▶ [What you are asked to do] Revise the rows below so that every occurrence of "Format example" becomes "Sample format". Leave all other text unchanged.

— Begin Records to process —

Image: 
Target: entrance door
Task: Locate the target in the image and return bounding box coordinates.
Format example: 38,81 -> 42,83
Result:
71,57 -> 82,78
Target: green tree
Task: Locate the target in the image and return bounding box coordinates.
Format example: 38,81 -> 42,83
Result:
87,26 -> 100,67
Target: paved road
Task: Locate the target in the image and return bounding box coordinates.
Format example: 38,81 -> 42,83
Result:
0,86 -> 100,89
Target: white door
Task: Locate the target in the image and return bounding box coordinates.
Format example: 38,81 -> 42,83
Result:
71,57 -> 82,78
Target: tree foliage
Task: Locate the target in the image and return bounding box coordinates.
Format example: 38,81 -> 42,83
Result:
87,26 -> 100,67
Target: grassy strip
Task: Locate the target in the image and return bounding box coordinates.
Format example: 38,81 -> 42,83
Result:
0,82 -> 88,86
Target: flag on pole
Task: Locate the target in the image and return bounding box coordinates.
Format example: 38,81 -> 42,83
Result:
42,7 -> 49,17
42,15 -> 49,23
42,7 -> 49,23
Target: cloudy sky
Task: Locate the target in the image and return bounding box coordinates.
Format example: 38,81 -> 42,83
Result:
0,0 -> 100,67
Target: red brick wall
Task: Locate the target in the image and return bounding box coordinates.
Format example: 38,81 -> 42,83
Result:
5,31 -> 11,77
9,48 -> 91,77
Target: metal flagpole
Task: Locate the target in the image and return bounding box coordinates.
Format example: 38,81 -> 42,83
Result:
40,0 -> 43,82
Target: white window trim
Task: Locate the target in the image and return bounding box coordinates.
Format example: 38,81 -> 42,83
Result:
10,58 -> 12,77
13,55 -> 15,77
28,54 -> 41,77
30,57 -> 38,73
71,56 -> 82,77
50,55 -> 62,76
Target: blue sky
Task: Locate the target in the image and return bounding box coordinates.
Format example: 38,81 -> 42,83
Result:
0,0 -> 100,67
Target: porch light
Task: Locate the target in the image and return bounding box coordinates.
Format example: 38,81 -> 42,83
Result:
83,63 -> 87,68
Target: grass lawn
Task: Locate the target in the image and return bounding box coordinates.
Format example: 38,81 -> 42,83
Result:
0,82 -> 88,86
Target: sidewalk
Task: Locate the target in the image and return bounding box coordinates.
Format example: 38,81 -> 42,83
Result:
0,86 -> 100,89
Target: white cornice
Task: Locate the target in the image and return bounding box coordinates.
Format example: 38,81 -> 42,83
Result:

— End Records to process —

▶ [Problem solution]
Image: 
Target: entrance door
Task: Locate the target in the image and return bounding box coordinates.
Sample format: 38,81 -> 42,83
Result:
71,57 -> 82,78
Target: green tree
Task: Locate the target in the image and return bounding box coordinates.
Sample format: 38,81 -> 42,83
Result:
87,26 -> 100,67
Target: paved road
Task: Locate the target in the image and return bounding box coordinates.
Sample format: 38,81 -> 42,83
Result:
0,86 -> 100,89
Target: white door
Task: Locate the target in the image and return bounding box coordinates.
Sample format: 38,81 -> 42,83
Result:
71,57 -> 82,78
Target: tree foliage
Task: Locate the target in the image and return bounding box coordinates.
Sample format: 38,81 -> 42,83
Result:
87,26 -> 100,67
Target: grassy strip
Task: Locate the target in the image and return bounding box coordinates.
Sample format: 38,81 -> 42,83
Result:
0,82 -> 88,86
Target: flag on pole
Task: Locate the target in the image and return bounding box coordinates.
Sample format: 38,81 -> 42,83
Result:
42,7 -> 49,17
42,15 -> 49,23
42,7 -> 49,23
Target: cloudy sky
Task: Locate the target in the image and return bounding box coordinates.
Sample format: 38,81 -> 42,83
Result:
0,0 -> 100,67
Target: red brick wall
Task: Locate the target in the image and return bounding box coordinates.
Sample format: 38,81 -> 42,83
Result:
5,31 -> 11,77
9,48 -> 91,77
Target: metal flagpole
Task: Locate the target in the image and return bounding box coordinates.
Sample format: 38,81 -> 42,83
Result:
40,0 -> 43,82
Target: white window trim
Task: Locate the target in the image and return bounding box coordinates.
Sample format: 38,81 -> 42,83
Result:
10,58 -> 12,77
13,55 -> 15,77
28,54 -> 41,77
30,57 -> 38,73
71,56 -> 82,77
50,55 -> 62,76
Target: blue sky
Task: Locate the target in the image and return bounding box coordinates.
Sample format: 38,81 -> 42,83
Result:
0,0 -> 100,67
Target: porch light
Task: Locate the target in the image and return bounding box coordinates.
Sample format: 38,81 -> 42,83
Result:
83,63 -> 87,68
Target: grass lawn
Task: Locate the target in the image and return bounding box coordinates.
Sample format: 38,81 -> 42,83
Result:
0,82 -> 88,86
Target: sidewalk
Task: Locate the target in the image and return bounding box coordinates.
Sample format: 38,81 -> 42,83
Result:
0,86 -> 100,89
Target: white cornice
Task: Locate the target in the image and return bounding box coordinates.
Sample format: 38,81 -> 42,83
Result:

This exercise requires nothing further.